__Provided data__

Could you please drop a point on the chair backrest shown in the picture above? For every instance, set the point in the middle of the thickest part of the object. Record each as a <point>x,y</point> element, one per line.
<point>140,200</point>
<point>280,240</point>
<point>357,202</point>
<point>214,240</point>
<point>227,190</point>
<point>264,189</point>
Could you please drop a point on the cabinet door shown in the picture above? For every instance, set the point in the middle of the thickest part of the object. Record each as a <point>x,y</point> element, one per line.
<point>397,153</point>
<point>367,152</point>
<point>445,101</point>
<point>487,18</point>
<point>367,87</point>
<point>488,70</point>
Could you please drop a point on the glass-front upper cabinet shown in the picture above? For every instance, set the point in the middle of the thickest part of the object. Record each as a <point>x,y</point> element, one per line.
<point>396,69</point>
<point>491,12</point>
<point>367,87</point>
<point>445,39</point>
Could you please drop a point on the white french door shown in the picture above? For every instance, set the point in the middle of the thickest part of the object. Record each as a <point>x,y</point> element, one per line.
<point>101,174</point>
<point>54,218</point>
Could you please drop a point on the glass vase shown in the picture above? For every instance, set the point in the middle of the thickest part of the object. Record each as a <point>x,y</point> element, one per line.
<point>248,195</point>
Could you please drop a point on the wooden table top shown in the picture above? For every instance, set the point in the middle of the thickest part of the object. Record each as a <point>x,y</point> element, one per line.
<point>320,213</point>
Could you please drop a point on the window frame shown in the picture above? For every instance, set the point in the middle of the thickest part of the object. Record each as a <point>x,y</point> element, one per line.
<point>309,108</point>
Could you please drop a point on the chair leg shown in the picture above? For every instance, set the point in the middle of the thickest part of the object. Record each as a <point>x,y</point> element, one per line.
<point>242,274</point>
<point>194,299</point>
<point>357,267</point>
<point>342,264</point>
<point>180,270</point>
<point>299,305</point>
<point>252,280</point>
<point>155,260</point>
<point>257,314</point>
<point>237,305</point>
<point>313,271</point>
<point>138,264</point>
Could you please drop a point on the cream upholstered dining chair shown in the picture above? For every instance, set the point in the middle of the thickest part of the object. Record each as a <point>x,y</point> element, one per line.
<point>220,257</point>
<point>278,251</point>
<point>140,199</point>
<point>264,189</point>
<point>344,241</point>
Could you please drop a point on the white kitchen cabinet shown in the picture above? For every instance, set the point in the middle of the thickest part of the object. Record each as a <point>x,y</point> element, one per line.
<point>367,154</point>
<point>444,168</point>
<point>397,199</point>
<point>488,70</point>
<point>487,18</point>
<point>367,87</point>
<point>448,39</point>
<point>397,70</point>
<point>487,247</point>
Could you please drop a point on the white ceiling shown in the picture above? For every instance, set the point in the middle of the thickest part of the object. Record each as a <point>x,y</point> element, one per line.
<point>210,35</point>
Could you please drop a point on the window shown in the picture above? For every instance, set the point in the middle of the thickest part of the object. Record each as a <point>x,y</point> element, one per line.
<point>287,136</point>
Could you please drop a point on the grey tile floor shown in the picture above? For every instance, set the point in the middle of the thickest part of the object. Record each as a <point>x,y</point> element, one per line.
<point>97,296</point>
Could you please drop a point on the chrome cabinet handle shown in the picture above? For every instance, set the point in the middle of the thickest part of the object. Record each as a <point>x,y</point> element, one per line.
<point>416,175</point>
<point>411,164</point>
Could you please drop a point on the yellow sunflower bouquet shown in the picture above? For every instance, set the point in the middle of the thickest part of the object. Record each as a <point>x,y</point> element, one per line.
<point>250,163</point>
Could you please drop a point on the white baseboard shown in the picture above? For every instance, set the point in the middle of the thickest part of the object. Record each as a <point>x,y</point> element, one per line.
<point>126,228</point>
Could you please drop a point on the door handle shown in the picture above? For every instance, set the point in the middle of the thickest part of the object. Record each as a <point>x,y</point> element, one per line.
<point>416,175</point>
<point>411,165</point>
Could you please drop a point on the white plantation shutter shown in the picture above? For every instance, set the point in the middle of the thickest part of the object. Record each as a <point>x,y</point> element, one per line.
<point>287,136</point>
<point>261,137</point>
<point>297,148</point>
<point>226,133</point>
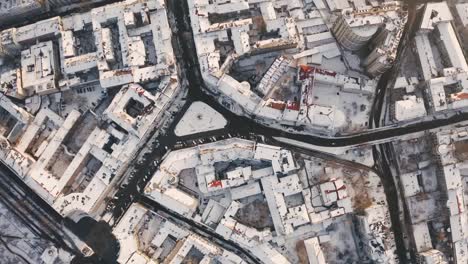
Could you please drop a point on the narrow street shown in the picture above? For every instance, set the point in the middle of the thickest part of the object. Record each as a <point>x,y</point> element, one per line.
<point>48,222</point>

__Stated problem__
Rewrite all of the records above, replacing "drop a point on" with "put a point on" everywhere it appears and leaving everything else unchanged. Leave the pictures out of your answer.

__Solution to the problem__
Could you please put a point on the chair backrest shown in the picture above? For every instance, set the point in the middle of the thickest part of the object. Record each as a <point>x,y</point> element, one per line.
<point>140,200</point>
<point>280,240</point>
<point>357,202</point>
<point>214,240</point>
<point>227,190</point>
<point>264,189</point>
Could you please put a point on the cabinet door shown in the picture above? For every instance, set the point in the middle of the thickest part of the object. Record each as a <point>x,y</point> element, one per line.
<point>397,153</point>
<point>367,152</point>
<point>445,101</point>
<point>487,18</point>
<point>367,87</point>
<point>488,70</point>
Could you please put a point on the glass-front upper cabinet shown in the picture above? For every instance, set the point in the middle of the thickest part of the object. Record each as a <point>x,y</point> element, one per line.
<point>396,69</point>
<point>491,12</point>
<point>367,87</point>
<point>445,39</point>
Could you please put a point on the white french door shown in the picture above? For every instance, set the point in the middle of the thickest part of the object. Record each as a <point>x,y</point> element, one per line.
<point>101,174</point>
<point>54,218</point>
Could you please put a point on the glass vase shown in the picture above? For every instance, set the point in the middle of the thickest part of the object. Record each as a <point>x,y</point> element, one per line.
<point>248,195</point>
Could you please put a point on the wooden table top shown in the picture above? For every instance, set the point in the middle of the thickest part of the object. Record each as a <point>x,y</point> element, one per line.
<point>320,213</point>
Could you please put a point on the window frame shown in the picture above? For every instance, set the point in the middle of the thickest part of the object. Record each as a <point>x,y</point> element, one per line.
<point>309,108</point>
Could you please put a point on the chair leg shown in the picture above? For every instance, set the point in the middle of the thickest part of the object. Record each as a <point>x,y</point> element, one per line.
<point>242,274</point>
<point>194,299</point>
<point>357,267</point>
<point>342,264</point>
<point>180,270</point>
<point>299,305</point>
<point>252,280</point>
<point>155,260</point>
<point>257,314</point>
<point>237,305</point>
<point>313,271</point>
<point>138,264</point>
Could you please put a point on the cream upholstered dining chair shown in the picture above? For every instance, set the point in the middle of the thickest part of the object. Record each as a <point>x,y</point> element, one per line.
<point>220,257</point>
<point>278,251</point>
<point>140,199</point>
<point>264,189</point>
<point>344,241</point>
Could you please put a point on the white kitchen cabinet shown in the picture above? For every instance, set the point in the middle of the thickest part of the object. Record each as a <point>x,y</point> element, one per line.
<point>367,154</point>
<point>444,168</point>
<point>397,199</point>
<point>488,70</point>
<point>487,18</point>
<point>367,87</point>
<point>448,39</point>
<point>397,70</point>
<point>487,247</point>
Could you please put a point on the white ceiling shown in the picture above? For every instance, set the point in the middle of the thickest part of the object. Record each as a <point>x,y</point> element, one per line.
<point>210,35</point>
Could you please put a point on the window shown in the picture above? For every instance, set the point in the middle of the thickest part of the object. Record each as a <point>x,y</point> element, one per line.
<point>287,136</point>
Could you please put a point on the grey tile floor shown in the picture above? For every instance, set the point in the middle of the thickest part of the object. Record each as a <point>x,y</point> element, one per line.
<point>97,296</point>
Could you please put a point on the chrome cabinet handle shown in the picture above? For every instance, set the point in the middle of the thickest part of the object. Record each as a <point>x,y</point> element, one per line.
<point>416,175</point>
<point>411,164</point>
Could you please put a point on the yellow sunflower bouquet shown in the picture above? For every instance, set the point in the middle of the thickest part of the object. Record each as a <point>x,y</point> element, one per line.
<point>250,163</point>
Could you please put a point on the white baseboard shown in the picture above? For every instance, set the point in the middle of the thickest part of the object. Record each as a <point>x,y</point> element, one per line.
<point>126,228</point>
Could you please put a point on the door handle shown in the picture above? For every instance, set the point in the middle of the thickest part of the object. Record each as a <point>x,y</point> element, one per line.
<point>416,175</point>
<point>411,165</point>
Could you please put a point on the white plantation shutter shown in the picture above? For every instance, set the point in the middle of the thickest part of the object. Record each as a <point>x,y</point> element, one per line.
<point>287,136</point>
<point>261,137</point>
<point>297,148</point>
<point>226,133</point>
Could you please put a point on the narrow street shown in the picture above? For every instance, set the point in the middle of the thickest part of the object. Record each as a <point>x,y</point> element, one per line.
<point>48,222</point>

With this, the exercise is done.